Source records:
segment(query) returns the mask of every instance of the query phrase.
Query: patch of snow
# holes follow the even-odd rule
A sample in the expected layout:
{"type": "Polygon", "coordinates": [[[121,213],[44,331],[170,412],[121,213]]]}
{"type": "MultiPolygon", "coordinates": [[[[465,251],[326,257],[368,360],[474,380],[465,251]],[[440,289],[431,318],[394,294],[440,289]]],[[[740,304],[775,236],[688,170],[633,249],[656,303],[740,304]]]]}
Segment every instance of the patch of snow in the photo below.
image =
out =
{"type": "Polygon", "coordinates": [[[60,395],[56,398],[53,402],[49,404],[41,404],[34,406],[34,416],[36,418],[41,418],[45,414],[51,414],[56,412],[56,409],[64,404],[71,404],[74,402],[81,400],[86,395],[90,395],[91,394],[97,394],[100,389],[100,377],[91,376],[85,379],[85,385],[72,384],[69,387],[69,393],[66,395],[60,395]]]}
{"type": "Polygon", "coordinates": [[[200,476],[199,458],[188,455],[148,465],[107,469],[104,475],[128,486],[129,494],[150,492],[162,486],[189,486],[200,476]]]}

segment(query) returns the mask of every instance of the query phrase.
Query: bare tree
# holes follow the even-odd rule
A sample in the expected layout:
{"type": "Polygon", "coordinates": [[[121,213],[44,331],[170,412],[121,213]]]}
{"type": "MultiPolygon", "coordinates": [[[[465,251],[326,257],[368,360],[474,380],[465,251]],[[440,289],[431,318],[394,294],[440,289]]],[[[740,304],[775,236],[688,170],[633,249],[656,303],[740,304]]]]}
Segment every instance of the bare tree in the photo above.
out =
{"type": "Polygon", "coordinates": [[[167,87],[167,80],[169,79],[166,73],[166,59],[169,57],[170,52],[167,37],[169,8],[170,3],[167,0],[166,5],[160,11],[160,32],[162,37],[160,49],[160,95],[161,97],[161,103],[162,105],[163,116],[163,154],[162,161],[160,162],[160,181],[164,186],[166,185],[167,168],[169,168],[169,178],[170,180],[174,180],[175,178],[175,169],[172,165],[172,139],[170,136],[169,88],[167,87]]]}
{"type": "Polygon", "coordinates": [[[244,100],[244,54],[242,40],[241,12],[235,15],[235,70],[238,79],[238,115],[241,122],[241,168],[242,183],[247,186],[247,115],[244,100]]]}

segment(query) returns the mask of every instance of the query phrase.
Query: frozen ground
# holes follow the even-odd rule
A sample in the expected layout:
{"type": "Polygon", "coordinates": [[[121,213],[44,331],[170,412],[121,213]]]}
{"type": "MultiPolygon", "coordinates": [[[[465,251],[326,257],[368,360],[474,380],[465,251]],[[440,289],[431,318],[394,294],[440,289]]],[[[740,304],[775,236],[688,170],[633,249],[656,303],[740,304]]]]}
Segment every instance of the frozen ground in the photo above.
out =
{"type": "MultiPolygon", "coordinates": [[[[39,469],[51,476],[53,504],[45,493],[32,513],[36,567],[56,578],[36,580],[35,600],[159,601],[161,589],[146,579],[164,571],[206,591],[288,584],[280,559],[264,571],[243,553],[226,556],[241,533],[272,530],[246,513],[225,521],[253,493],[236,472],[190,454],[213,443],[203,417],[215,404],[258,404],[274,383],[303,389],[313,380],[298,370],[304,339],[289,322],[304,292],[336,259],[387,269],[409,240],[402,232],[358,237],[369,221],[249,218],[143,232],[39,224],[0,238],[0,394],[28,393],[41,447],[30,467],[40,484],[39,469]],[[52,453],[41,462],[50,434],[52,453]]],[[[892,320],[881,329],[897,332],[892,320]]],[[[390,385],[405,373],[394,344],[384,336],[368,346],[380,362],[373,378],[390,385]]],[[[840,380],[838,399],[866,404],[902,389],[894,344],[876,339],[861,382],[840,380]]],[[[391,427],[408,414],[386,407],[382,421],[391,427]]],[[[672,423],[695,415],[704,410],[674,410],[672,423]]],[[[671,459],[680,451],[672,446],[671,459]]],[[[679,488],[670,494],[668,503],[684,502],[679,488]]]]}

Instructions for the task:
Write out the whole listing again, exactly as it stands.

In response:
segment(query) returns the mask of every instance of the query phrase.
Query: patch of snow
# holes follow the even-odd rule
A sample in the expected layout:
{"type": "Polygon", "coordinates": [[[121,213],[44,331],[170,412],[121,213]]]}
{"type": "MultiPolygon", "coordinates": [[[[465,251],[326,257],[368,360],[474,380],[465,251]],[[440,289],[431,318],[394,294],[440,289]]],[[[740,304],[775,236],[688,170],[633,249],[656,303],[740,304]]]]}
Segment every instance of the patch of snow in the photo below.
image =
out =
{"type": "Polygon", "coordinates": [[[60,395],[56,398],[53,402],[49,404],[41,404],[34,406],[34,416],[36,418],[41,418],[45,414],[51,414],[56,412],[56,409],[64,404],[71,404],[74,402],[81,400],[86,395],[90,395],[91,394],[97,394],[100,389],[100,377],[91,376],[85,379],[85,385],[72,384],[69,387],[69,393],[66,395],[60,395]]]}
{"type": "Polygon", "coordinates": [[[200,476],[199,458],[188,455],[148,465],[107,469],[104,475],[128,486],[129,494],[150,492],[162,486],[189,486],[200,476]]]}

segment(query) returns the mask of every instance of the query phrase.
Query: bare tree
# holes follow the even-odd rule
A sample in the expected layout:
{"type": "Polygon", "coordinates": [[[121,213],[44,331],[170,412],[121,213]]]}
{"type": "MultiPolygon", "coordinates": [[[[465,251],[326,257],[368,360],[474,380],[465,251]],[[440,289],[431,318],[394,294],[440,289]]],[[[740,304],[775,236],[688,170],[633,249],[656,303],[740,304]]]]}
Segment every instance of the bare tree in the photo above.
out =
{"type": "Polygon", "coordinates": [[[167,87],[167,80],[169,79],[166,73],[166,59],[169,57],[170,52],[167,37],[169,8],[170,3],[167,0],[166,5],[160,11],[160,32],[162,37],[160,49],[160,95],[161,97],[161,103],[162,105],[163,116],[163,154],[162,161],[160,162],[160,181],[164,186],[166,185],[167,168],[169,168],[169,178],[170,180],[174,180],[175,178],[175,169],[172,165],[172,139],[170,136],[169,88],[167,87]]]}
{"type": "Polygon", "coordinates": [[[244,100],[244,54],[242,40],[241,12],[235,15],[235,70],[238,79],[238,115],[241,122],[241,168],[242,183],[247,186],[247,115],[244,100]]]}

segment(query) returns the mask of every instance of the query phrase.
Query: frozen ground
# holes follow the even-odd rule
A sample in the expected layout:
{"type": "Polygon", "coordinates": [[[121,213],[44,331],[170,412],[121,213]]]}
{"type": "MultiPolygon", "coordinates": [[[[465,251],[326,257],[368,360],[474,380],[465,251]],[[440,289],[431,318],[394,294],[440,289]]],[[[740,304],[775,236],[688,170],[633,249],[656,303],[740,304]]]]}
Segment every instance of the frozen ground in the photo above.
out =
{"type": "MultiPolygon", "coordinates": [[[[39,469],[51,476],[53,504],[45,493],[32,513],[36,567],[56,578],[36,580],[35,600],[159,601],[161,589],[146,579],[164,571],[206,591],[288,584],[280,559],[264,571],[243,553],[226,556],[241,533],[272,530],[246,513],[225,521],[253,493],[236,472],[190,454],[213,443],[203,417],[215,404],[258,404],[274,383],[303,389],[313,380],[298,370],[304,339],[289,322],[304,292],[336,259],[387,269],[409,240],[402,232],[358,237],[369,221],[249,218],[143,232],[39,224],[0,238],[0,394],[28,393],[41,447],[30,467],[40,484],[39,469]],[[52,453],[41,462],[50,434],[52,453]]],[[[892,320],[881,329],[897,332],[892,320]]],[[[390,385],[405,373],[394,344],[384,336],[368,346],[380,362],[373,378],[390,385]]],[[[840,380],[838,399],[866,404],[902,389],[894,344],[876,339],[861,382],[840,380]]],[[[391,427],[408,414],[386,407],[382,421],[391,427]]],[[[672,423],[695,415],[704,410],[674,410],[672,423]]],[[[671,459],[680,451],[672,446],[671,459]]],[[[679,488],[670,494],[668,503],[684,502],[679,488]]]]}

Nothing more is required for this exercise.